━━━ Task input ━━━

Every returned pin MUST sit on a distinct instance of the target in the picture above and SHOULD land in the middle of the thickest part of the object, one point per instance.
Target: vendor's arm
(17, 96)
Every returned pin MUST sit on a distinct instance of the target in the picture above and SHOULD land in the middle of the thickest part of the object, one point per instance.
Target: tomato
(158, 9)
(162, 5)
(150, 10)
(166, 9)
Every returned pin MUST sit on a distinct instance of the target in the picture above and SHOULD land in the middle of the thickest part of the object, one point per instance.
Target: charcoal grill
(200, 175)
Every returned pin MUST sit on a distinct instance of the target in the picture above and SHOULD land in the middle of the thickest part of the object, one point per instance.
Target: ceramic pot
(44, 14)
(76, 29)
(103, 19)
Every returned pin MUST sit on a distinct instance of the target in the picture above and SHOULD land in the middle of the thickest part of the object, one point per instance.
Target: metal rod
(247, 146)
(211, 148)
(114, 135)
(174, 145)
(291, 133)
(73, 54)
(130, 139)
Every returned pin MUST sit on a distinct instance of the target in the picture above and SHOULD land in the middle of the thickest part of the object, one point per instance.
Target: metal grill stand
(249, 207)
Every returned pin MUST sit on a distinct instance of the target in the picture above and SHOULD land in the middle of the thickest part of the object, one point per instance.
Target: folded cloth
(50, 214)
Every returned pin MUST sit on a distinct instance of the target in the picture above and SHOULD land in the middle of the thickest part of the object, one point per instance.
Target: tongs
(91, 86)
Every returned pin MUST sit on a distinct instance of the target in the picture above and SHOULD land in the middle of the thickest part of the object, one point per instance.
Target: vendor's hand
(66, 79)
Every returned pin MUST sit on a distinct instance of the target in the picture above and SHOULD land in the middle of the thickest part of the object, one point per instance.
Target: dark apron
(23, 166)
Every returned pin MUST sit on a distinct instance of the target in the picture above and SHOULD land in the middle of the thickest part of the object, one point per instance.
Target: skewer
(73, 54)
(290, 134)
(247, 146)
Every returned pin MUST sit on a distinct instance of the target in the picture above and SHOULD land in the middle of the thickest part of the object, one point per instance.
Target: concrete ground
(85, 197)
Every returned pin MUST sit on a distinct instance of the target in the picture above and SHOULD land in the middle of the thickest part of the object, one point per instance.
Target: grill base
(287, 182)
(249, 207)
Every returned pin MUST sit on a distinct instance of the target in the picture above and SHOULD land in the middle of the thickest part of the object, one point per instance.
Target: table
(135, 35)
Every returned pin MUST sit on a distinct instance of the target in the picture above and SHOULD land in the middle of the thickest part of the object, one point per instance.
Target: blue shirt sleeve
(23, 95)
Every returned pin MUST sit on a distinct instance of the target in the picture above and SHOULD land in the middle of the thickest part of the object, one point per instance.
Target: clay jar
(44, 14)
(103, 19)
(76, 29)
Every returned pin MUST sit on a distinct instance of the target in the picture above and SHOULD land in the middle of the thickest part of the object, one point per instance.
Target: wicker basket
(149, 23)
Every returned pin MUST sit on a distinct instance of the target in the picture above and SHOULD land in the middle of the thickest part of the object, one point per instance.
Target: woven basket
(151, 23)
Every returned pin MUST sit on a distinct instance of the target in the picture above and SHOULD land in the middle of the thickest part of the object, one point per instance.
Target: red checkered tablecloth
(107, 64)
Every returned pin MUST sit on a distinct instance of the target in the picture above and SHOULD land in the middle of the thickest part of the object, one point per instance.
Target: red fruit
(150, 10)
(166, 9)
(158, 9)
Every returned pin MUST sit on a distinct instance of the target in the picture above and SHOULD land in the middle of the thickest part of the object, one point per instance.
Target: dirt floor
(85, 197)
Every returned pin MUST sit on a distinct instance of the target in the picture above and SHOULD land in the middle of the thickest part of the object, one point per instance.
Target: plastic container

━━━

Your goal -
All of the material must be given again exactly.

Response to this task -
Every returned pin MUST sit on a distinct instance of the target in the picture above and SHOULD land in the middle of the thickest part of the object, one point per instance.
Target: vendor's arm
(17, 96)
Every returned pin MUST sit on a distinct instance of the target in the picture above and SHOULD land in the middle of the thickest part of the object, one point per instance.
Target: tomato
(158, 9)
(162, 5)
(150, 10)
(166, 9)
Every returned pin MUST sit on a distinct instance of the target in the picture above and SHOULD land in the middle of the thickest part of the object, one point per instance.
Target: charcoal grill
(200, 175)
Every returned pin MUST sit on a distinct instance of the target in the picture above and SHOULD land in the middle of the thickest part of the object, one point per instance.
Target: ceramic pot
(44, 14)
(76, 29)
(103, 19)
Every returned pin MUST sit on a distinct instance of the target in the picture above and SHOULD land in the middle of the thickest part of the object, one point per instance.
Target: metal rod
(247, 146)
(211, 148)
(114, 135)
(174, 145)
(291, 133)
(73, 54)
(130, 139)
Every returned pin MUST sit on a distinct instance of the target in the picture above and SHOULD land in the middle of the thickest part of the object, one point per instance.
Target: metal grill stand
(249, 207)
Every returned pin MUST sit on a distinct instance of the target in the picture above and SHOULD land in the middle of the thickest part of the object, one point per instance.
Target: folded cloth
(50, 214)
Every returned pin MUST sit on a distinct instance of the target in the picture above and SHOULD land in the middle of the thickest part of the object, one point per instance.
Target: tongs
(91, 86)
Every returned pin MUST sit on a distinct instance of the target in the picture above and SHOULD land in the middle of the thickest part of the object, one point per instance.
Target: vendor's hand
(66, 79)
Every returned pin MUST sit on a distinct instance of the target in the picture above and SHOULD land in the middle of the thickest part of the object, one point per instance.
Target: dark apron
(23, 166)
Every returned pin MUST sit on a distinct instance of the target in the picture above and SHOULD land in the middle of the thickest part of the object, one point per instance.
Target: skewer
(73, 54)
(290, 134)
(247, 146)
Every returned pin MUST sit on a distinct instance of the target in the picture above and SHOULD land in the middle of the thickest part of the object, one point per instance.
Target: concrete ground
(85, 197)
Every returned pin MUST sit on a distinct instance of the target in the picture above and SHOULD land in the middle of the thickest part of the object, one point per instance.
Target: grill base
(287, 182)
(249, 207)
Every returned pin MUST sit on a distinct instance of the target in the picture above and SHOULD land in the middle of the thickest part of the object, one point per instance.
Target: table
(135, 35)
Every returned pin MUST sit on a distinct instance of the target in the picture above and SHOULD land in the middle of the thickest part of the object, one point per instance.
Target: blue shirt sleeve
(23, 95)
Every returned pin MUST sit on a distinct instance of the target in the picture above and SHOULD land in the middle of the thickest part of the object, one point per instance.
Target: clay jar
(44, 14)
(103, 19)
(76, 29)
Every returned pin MUST sit on a distinct instance of the target in the picture above and SHOULD land in the middle of the thickest part of the object, one point per instance.
Target: wicker basket
(149, 23)
Every returned pin MUST sit on a distinct instance of the target in the picture above and SHOULD land in the middle of the thickest part of the object, one point per instance.
Target: woven basket
(151, 23)
Every returned pin MUST sit on a distinct instance of the target in the picture above and SHOULD land in the middle of the thickest part of the object, one point per instance.
Target: red checkered tablecloth
(107, 64)
Every returned pin MUST sit on a distinct instance of the target in the picture above and SHOULD land in the middle of the thickest part of the object, one point per instance.
Target: red fruit
(150, 10)
(166, 9)
(158, 9)
Every returned pin MUST sit on a distinct instance of the target in the picture above and SHOULD land in the middle of the thickest part of the object, one point per instance.
Target: dirt floor
(85, 197)
Every returned pin MUST sit on a distinct instance of the target in the picture above and SHOULD land in the middle of the thickest part of the object, one point per instance.
Target: plastic container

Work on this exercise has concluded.